Please transcribe the data that follows without the pictures, keeping every word the same.

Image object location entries
· · · ·
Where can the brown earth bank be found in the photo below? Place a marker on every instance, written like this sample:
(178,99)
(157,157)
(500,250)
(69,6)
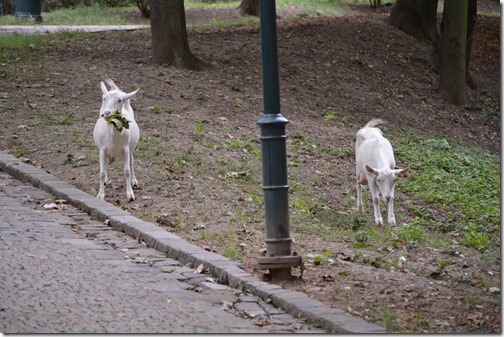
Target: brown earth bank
(198,162)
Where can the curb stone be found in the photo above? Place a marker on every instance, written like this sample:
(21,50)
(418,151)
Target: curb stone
(226,271)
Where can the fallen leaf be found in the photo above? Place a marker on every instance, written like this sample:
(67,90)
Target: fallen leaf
(200,269)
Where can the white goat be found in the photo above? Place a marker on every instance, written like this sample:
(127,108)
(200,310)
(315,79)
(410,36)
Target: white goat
(375,164)
(113,143)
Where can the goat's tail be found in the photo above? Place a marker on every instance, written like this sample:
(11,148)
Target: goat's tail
(374,123)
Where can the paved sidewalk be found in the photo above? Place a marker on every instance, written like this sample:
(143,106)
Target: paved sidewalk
(72,263)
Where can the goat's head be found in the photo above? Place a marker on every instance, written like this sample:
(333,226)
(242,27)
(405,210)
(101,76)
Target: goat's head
(385,180)
(114,99)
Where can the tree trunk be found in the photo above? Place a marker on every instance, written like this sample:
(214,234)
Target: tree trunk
(471,23)
(472,14)
(453,51)
(416,18)
(169,35)
(249,7)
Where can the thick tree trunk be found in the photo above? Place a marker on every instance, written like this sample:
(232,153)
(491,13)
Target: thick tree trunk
(249,7)
(169,35)
(416,18)
(453,51)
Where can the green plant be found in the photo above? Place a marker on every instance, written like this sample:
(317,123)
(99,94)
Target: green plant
(198,129)
(412,235)
(232,252)
(323,257)
(478,240)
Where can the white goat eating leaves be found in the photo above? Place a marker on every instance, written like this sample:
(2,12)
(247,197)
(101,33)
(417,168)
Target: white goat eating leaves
(112,142)
(375,165)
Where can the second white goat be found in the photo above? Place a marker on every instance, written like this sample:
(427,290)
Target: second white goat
(375,165)
(112,142)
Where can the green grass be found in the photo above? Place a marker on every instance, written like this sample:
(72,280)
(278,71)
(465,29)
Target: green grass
(78,16)
(461,182)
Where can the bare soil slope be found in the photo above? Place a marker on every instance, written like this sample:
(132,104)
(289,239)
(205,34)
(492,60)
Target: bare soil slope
(196,166)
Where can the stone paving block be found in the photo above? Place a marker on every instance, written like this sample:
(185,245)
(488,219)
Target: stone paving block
(340,322)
· · · ·
▸ **Answer below**:
Where can the brown earth bank be found in the photo below? Place a marker on every instance, written like this sample:
(178,99)
(157,157)
(500,250)
(69,6)
Target: brown earth bank
(198,162)
Where can the curb stone be found in the photo above? Place a marker on every instance, written like this sample:
(21,50)
(418,151)
Target: curb stone
(226,271)
Where can the fallen leaf be found in the photo above? Place a marker on every instance, written like this sample:
(67,90)
Target: fallen leaf
(200,269)
Where can the white goat be found in the photo above? Place a marker on every instance, written like this sample:
(127,108)
(200,310)
(315,79)
(410,36)
Target: white goat
(375,164)
(113,143)
Where can the goat's tail be found in the photo above? Place a marker on every instance, written like this sample:
(11,148)
Target: goat's tail
(374,123)
Where can the paved sidewalk be found in the photo above? Place a marker on every instance, written like this sample:
(143,106)
Target: paved sidewalk
(72,263)
Where can the goat's head be found in the photo above? Place a marker on every instance, written like this sample:
(333,226)
(242,27)
(405,210)
(101,76)
Target: goat's head
(385,180)
(114,99)
Where can the tree trunk be found in the photo above? Place a marker on every instance, written like this sample:
(214,234)
Target: tree trunk
(471,23)
(472,14)
(453,51)
(416,18)
(169,35)
(249,7)
Where can the thick tree trunk be found in the photo above? Place a marker on every instance, written like this sample:
(232,153)
(491,13)
Target: thick tree trunk
(249,7)
(169,35)
(416,18)
(453,51)
Where can the green plant be found in the photo above? Place a marker on every instance, written like this sample:
(317,123)
(99,94)
Target: green plant
(198,129)
(412,235)
(232,252)
(323,257)
(478,240)
Where can the white goat eating leaves be found in the photo above? Place a marker on every instance, written like this sample:
(2,12)
(247,197)
(101,33)
(417,168)
Target: white goat eating leaves
(112,142)
(375,165)
Where can the second white goat be found in the photo above? Place a marker on every instance, written like this sample:
(427,290)
Target: second white goat
(375,165)
(112,142)
Where can the green grass be found in the photo above? Place a marker on every instance, written like this sample:
(72,280)
(278,71)
(465,29)
Target: green grass
(78,16)
(461,182)
Where can the bare soil slope be found in the photo above? Place a marker on every instance, written like this sample:
(132,104)
(289,239)
(205,34)
(492,60)
Target: bare soil slope
(196,166)
Where can the stone paving block be found in the photo above? Place a marker on every instance, written like this sample:
(185,245)
(488,219)
Target: stone paving block
(340,322)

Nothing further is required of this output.